---------- Data shown
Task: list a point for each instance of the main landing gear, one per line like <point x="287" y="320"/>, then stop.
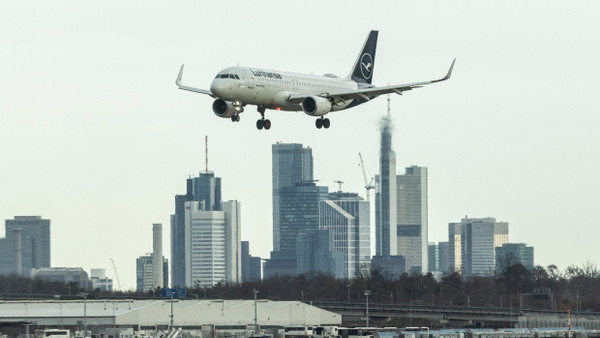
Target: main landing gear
<point x="262" y="122"/>
<point x="322" y="123"/>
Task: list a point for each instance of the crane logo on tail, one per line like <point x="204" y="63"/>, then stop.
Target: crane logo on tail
<point x="366" y="65"/>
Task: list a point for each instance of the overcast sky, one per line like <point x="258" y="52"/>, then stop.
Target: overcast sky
<point x="95" y="136"/>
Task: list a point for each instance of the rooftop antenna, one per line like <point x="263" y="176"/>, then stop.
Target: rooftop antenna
<point x="389" y="110"/>
<point x="339" y="184"/>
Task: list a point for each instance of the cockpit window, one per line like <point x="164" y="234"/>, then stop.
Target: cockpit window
<point x="227" y="76"/>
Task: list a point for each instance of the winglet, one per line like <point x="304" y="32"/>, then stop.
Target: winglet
<point x="449" y="73"/>
<point x="178" y="81"/>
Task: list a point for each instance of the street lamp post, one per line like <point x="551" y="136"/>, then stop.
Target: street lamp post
<point x="255" y="313"/>
<point x="367" y="293"/>
<point x="84" y="295"/>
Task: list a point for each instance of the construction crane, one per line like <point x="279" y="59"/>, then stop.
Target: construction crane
<point x="368" y="185"/>
<point x="116" y="274"/>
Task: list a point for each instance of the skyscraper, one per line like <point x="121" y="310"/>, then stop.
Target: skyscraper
<point x="206" y="188"/>
<point x="412" y="211"/>
<point x="212" y="244"/>
<point x="434" y="257"/>
<point x="480" y="238"/>
<point x="26" y="246"/>
<point x="385" y="195"/>
<point x="144" y="267"/>
<point x="455" y="249"/>
<point x="292" y="163"/>
<point x="347" y="216"/>
<point x="299" y="211"/>
<point x="512" y="253"/>
<point x="251" y="265"/>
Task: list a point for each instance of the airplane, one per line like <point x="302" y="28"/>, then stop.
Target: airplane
<point x="235" y="87"/>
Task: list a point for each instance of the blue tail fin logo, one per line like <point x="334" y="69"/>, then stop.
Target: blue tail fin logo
<point x="365" y="63"/>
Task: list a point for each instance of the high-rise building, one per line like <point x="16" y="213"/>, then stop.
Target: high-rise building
<point x="292" y="163"/>
<point x="411" y="211"/>
<point x="26" y="245"/>
<point x="385" y="195"/>
<point x="480" y="238"/>
<point x="299" y="206"/>
<point x="144" y="267"/>
<point x="251" y="266"/>
<point x="100" y="281"/>
<point x="455" y="250"/>
<point x="512" y="253"/>
<point x="315" y="253"/>
<point x="347" y="216"/>
<point x="444" y="256"/>
<point x="212" y="245"/>
<point x="299" y="211"/>
<point x="434" y="257"/>
<point x="64" y="275"/>
<point x="206" y="188"/>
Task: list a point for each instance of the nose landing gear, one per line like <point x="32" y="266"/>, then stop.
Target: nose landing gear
<point x="322" y="123"/>
<point x="262" y="122"/>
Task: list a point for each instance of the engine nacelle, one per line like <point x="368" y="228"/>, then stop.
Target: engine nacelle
<point x="224" y="109"/>
<point x="316" y="106"/>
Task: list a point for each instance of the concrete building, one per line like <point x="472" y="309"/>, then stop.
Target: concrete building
<point x="386" y="232"/>
<point x="144" y="267"/>
<point x="299" y="211"/>
<point x="213" y="245"/>
<point x="412" y="224"/>
<point x="26" y="245"/>
<point x="292" y="163"/>
<point x="191" y="315"/>
<point x="65" y="275"/>
<point x="390" y="266"/>
<point x="206" y="188"/>
<point x="348" y="217"/>
<point x="315" y="253"/>
<point x="455" y="250"/>
<point x="251" y="266"/>
<point x="444" y="256"/>
<point x="434" y="257"/>
<point x="99" y="280"/>
<point x="480" y="238"/>
<point x="158" y="281"/>
<point x="512" y="253"/>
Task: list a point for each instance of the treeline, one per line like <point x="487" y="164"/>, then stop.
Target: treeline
<point x="575" y="288"/>
<point x="538" y="288"/>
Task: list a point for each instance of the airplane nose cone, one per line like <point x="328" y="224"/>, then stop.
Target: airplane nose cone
<point x="217" y="88"/>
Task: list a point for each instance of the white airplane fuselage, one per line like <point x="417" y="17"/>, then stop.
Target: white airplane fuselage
<point x="237" y="87"/>
<point x="270" y="89"/>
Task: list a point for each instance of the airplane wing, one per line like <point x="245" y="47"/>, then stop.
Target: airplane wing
<point x="191" y="89"/>
<point x="371" y="92"/>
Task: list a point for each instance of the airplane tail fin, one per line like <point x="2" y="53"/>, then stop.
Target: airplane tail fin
<point x="365" y="63"/>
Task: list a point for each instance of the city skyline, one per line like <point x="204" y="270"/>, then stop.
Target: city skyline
<point x="95" y="136"/>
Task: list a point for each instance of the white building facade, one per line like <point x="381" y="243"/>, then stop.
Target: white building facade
<point x="348" y="219"/>
<point x="412" y="223"/>
<point x="212" y="244"/>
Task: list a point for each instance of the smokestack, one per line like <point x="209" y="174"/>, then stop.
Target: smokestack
<point x="18" y="251"/>
<point x="157" y="273"/>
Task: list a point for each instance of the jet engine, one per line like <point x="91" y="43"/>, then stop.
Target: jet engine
<point x="225" y="109"/>
<point x="316" y="106"/>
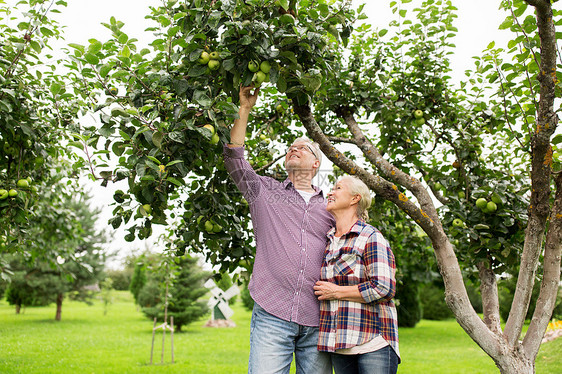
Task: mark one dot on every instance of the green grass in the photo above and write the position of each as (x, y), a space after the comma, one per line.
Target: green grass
(86, 341)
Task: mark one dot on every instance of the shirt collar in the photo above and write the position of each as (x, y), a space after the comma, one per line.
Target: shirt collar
(287, 183)
(355, 229)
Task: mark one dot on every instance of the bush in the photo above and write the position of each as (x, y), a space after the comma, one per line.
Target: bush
(409, 305)
(121, 279)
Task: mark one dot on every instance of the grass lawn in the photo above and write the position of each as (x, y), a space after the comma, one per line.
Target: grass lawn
(86, 341)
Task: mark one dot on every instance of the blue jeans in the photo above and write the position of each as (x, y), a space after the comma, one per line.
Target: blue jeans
(383, 361)
(273, 342)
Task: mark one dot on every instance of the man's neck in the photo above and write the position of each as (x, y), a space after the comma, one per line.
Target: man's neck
(302, 180)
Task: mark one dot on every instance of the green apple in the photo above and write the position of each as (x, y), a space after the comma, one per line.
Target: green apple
(215, 139)
(214, 64)
(210, 127)
(265, 67)
(204, 58)
(491, 206)
(253, 66)
(147, 208)
(457, 222)
(481, 203)
(23, 183)
(259, 77)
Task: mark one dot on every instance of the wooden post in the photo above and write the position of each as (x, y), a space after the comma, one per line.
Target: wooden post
(153, 332)
(172, 336)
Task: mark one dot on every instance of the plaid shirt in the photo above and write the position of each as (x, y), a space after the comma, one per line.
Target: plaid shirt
(366, 260)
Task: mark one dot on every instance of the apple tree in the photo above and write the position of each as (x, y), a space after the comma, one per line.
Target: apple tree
(37, 110)
(456, 157)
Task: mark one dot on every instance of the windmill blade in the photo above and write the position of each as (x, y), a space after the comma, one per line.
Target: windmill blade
(212, 302)
(225, 309)
(231, 292)
(217, 292)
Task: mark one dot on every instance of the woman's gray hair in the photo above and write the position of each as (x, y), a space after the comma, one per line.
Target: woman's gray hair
(358, 187)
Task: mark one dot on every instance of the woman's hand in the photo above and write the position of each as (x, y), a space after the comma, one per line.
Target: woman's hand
(326, 290)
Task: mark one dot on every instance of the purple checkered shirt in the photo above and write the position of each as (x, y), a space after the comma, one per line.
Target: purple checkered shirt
(290, 241)
(364, 259)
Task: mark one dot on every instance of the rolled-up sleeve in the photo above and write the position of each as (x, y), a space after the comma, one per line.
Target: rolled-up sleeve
(380, 270)
(241, 172)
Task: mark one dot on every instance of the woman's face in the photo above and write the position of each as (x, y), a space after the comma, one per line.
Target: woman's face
(341, 198)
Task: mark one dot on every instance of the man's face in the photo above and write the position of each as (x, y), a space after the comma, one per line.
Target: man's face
(300, 156)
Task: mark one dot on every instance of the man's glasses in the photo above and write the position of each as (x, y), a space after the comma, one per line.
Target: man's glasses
(301, 148)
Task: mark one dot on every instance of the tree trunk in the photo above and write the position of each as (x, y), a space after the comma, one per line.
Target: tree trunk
(59, 307)
(490, 299)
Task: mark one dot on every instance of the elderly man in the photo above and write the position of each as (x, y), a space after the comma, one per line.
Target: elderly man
(290, 223)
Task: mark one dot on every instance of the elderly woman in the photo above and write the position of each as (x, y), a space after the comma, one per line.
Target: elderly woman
(358, 320)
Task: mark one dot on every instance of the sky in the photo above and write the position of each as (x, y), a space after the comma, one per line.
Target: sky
(477, 25)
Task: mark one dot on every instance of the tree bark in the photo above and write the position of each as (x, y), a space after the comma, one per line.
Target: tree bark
(490, 299)
(551, 277)
(541, 164)
(58, 315)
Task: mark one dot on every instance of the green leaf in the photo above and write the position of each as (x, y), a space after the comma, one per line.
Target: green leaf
(157, 139)
(55, 88)
(92, 59)
(174, 181)
(173, 163)
(155, 160)
(104, 70)
(95, 46)
(36, 46)
(201, 98)
(506, 24)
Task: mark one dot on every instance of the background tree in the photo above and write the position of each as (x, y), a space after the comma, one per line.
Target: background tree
(184, 279)
(37, 112)
(456, 157)
(79, 263)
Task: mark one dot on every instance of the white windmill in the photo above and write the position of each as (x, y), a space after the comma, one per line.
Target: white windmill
(219, 300)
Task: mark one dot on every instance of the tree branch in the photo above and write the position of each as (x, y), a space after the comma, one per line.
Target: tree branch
(375, 182)
(541, 166)
(551, 277)
(455, 292)
(490, 299)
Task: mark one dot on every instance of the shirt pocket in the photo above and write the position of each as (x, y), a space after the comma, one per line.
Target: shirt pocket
(347, 267)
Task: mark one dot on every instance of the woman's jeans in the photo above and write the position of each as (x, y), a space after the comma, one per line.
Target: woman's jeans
(273, 342)
(383, 361)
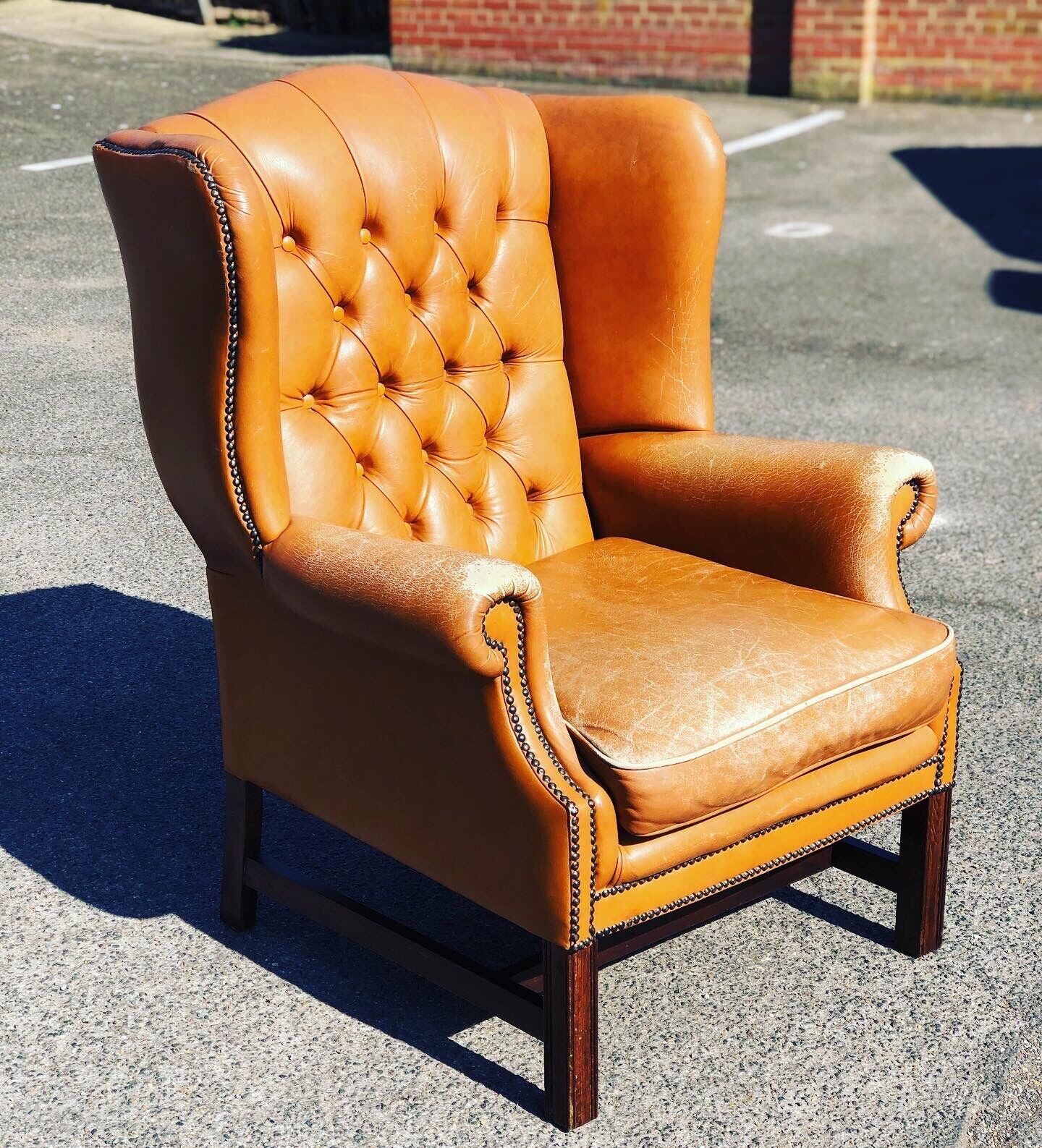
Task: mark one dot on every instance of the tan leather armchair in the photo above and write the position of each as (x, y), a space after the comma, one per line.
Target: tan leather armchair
(425, 370)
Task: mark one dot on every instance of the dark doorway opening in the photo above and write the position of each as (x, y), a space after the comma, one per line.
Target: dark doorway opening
(771, 47)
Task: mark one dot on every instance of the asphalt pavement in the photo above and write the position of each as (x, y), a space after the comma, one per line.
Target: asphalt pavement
(130, 1016)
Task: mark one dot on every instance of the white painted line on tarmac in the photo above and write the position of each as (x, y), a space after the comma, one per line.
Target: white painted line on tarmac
(799, 229)
(785, 131)
(51, 164)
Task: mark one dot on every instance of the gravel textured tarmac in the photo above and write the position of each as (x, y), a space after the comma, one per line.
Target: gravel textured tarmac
(130, 1016)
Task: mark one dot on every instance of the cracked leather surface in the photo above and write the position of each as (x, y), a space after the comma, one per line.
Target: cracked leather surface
(690, 686)
(821, 514)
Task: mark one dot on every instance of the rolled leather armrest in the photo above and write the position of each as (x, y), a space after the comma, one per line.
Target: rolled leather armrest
(422, 600)
(827, 516)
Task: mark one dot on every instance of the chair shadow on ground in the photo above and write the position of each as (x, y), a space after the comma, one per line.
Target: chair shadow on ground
(997, 192)
(113, 791)
(111, 782)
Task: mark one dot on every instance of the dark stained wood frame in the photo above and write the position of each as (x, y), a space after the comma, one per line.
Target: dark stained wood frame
(554, 995)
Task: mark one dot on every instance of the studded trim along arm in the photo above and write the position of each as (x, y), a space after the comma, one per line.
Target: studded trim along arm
(478, 619)
(829, 516)
(420, 600)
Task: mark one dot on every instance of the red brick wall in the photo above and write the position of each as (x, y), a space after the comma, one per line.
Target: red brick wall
(947, 48)
(958, 50)
(827, 47)
(682, 41)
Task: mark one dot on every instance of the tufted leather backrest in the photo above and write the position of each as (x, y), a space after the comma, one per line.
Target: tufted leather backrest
(422, 387)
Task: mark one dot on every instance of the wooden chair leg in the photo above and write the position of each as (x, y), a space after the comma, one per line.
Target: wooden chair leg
(570, 1034)
(924, 875)
(244, 803)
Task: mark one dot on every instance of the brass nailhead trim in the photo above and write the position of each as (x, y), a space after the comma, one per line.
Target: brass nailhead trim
(548, 782)
(232, 325)
(766, 867)
(934, 759)
(917, 487)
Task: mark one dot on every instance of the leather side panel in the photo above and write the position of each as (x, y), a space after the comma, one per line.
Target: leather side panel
(199, 271)
(424, 766)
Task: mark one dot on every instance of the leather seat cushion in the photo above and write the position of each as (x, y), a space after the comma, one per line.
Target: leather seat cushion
(690, 688)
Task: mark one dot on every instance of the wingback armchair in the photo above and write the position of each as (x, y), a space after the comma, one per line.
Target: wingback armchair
(425, 370)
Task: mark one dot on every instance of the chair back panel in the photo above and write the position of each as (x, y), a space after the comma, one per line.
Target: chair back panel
(423, 391)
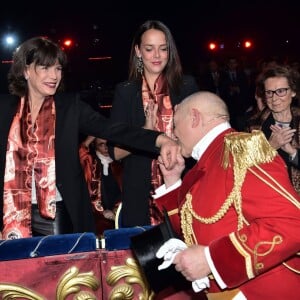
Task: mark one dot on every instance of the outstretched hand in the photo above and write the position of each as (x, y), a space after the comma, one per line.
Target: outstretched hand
(171, 176)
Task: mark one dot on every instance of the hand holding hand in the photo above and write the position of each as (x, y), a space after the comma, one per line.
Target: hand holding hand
(151, 115)
(172, 175)
(171, 250)
(281, 137)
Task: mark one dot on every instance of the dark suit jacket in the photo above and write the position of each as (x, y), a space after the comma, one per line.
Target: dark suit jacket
(72, 117)
(128, 107)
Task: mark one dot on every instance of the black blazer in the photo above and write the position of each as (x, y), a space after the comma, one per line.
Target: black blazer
(73, 117)
(128, 107)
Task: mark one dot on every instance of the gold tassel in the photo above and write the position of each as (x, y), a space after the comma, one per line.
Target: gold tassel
(247, 149)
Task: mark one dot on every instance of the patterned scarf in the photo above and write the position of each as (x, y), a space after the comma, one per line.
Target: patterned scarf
(30, 152)
(160, 95)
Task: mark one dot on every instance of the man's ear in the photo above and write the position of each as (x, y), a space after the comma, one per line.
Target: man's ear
(195, 114)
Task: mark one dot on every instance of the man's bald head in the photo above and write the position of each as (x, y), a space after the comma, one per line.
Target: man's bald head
(209, 104)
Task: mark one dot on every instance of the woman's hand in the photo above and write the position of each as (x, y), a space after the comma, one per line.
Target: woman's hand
(171, 176)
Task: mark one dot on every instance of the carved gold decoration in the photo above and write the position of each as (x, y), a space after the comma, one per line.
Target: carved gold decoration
(71, 280)
(131, 274)
(68, 284)
(14, 291)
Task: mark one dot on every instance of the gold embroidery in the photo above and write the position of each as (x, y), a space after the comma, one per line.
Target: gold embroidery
(247, 150)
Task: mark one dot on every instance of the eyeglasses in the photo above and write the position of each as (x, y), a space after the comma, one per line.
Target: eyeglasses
(281, 92)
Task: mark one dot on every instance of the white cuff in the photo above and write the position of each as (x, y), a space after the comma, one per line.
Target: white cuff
(162, 190)
(214, 271)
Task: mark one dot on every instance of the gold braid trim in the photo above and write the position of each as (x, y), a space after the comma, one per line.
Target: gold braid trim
(279, 189)
(247, 150)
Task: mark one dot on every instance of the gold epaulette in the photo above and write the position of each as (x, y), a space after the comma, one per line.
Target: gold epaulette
(247, 149)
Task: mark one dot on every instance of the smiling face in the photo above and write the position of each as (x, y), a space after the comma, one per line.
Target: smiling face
(154, 51)
(42, 80)
(278, 103)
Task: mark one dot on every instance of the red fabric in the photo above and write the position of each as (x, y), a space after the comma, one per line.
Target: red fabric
(159, 95)
(272, 236)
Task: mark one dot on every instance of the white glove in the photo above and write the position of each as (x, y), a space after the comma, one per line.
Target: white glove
(168, 252)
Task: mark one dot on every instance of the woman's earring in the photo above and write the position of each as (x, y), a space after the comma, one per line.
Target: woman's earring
(140, 65)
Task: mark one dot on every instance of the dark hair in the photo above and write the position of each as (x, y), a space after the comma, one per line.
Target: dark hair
(39, 51)
(173, 69)
(286, 71)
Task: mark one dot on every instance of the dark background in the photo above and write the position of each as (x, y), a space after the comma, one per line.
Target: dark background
(106, 28)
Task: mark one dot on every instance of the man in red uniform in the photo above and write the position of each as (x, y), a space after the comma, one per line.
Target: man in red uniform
(237, 210)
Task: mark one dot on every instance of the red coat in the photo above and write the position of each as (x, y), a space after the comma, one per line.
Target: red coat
(270, 236)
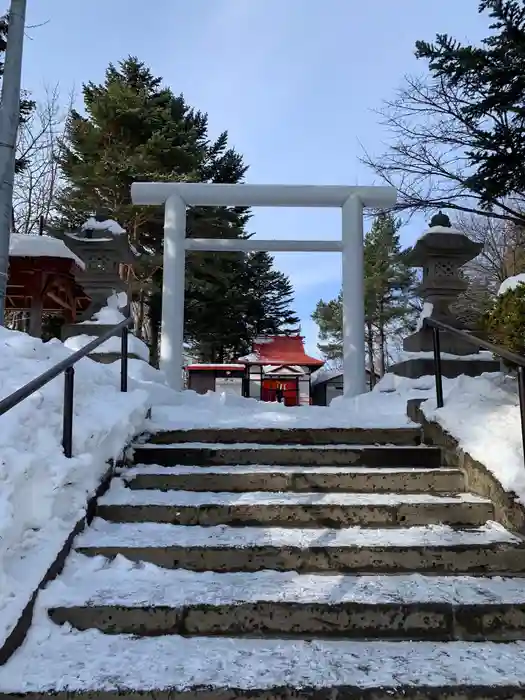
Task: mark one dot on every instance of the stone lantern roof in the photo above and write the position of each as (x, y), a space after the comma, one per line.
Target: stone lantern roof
(442, 240)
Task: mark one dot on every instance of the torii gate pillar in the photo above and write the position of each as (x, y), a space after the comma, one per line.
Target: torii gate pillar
(351, 200)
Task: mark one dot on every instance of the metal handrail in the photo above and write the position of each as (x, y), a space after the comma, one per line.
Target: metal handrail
(66, 366)
(518, 360)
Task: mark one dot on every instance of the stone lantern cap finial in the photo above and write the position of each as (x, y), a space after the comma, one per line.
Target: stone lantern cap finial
(441, 220)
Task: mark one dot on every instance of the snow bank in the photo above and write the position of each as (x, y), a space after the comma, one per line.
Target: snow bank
(215, 410)
(43, 494)
(112, 345)
(482, 413)
(107, 225)
(511, 283)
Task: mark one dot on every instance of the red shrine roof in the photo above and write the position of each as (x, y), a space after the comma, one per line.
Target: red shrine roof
(280, 350)
(213, 367)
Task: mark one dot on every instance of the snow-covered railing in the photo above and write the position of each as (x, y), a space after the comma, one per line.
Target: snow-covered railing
(517, 360)
(67, 367)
--------------------
● Work task:
Which lines above run from the one containing "Target: construction crane" to the one containing "Task: list a point for each instance of the high-rise"? Give them again exactly, both ends included.

● Your response:
Target: construction crane
<point x="368" y="185"/>
<point x="116" y="274"/>
Task: list a point for each instance of the skyscraper, one per line like <point x="121" y="310"/>, then stop.
Target: skyscraper
<point x="206" y="188"/>
<point x="412" y="211"/>
<point x="212" y="244"/>
<point x="434" y="257"/>
<point x="480" y="238"/>
<point x="26" y="246"/>
<point x="385" y="195"/>
<point x="144" y="267"/>
<point x="455" y="249"/>
<point x="292" y="163"/>
<point x="347" y="216"/>
<point x="299" y="211"/>
<point x="512" y="253"/>
<point x="251" y="265"/>
Task: list a point for each instance of the airplane, one per line like <point x="302" y="28"/>, then stop.
Target: airplane
<point x="235" y="87"/>
Task: list a point for each instance of the blue tail fin logo, one per line like <point x="334" y="69"/>, then stop.
Target: blue tail fin logo
<point x="365" y="63"/>
Task: list a point for each instance of the high-rise building, one per line like <point x="16" y="213"/>, then stop.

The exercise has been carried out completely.